Copy each of the entries below word for word, leaving nothing out and changing nothing.

#### DATA SUPPLIED ####

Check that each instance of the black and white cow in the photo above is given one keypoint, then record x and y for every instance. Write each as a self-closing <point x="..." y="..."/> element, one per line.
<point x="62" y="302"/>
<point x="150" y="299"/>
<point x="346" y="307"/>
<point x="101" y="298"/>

####

_EXERCISE RESULT_.
Check that each instance of the black and white cow in the photo above is given one keypoint, then record x and y for every instance. Write each as a self-closing <point x="..." y="..."/> element, one per line.
<point x="62" y="302"/>
<point x="150" y="299"/>
<point x="346" y="307"/>
<point x="101" y="298"/>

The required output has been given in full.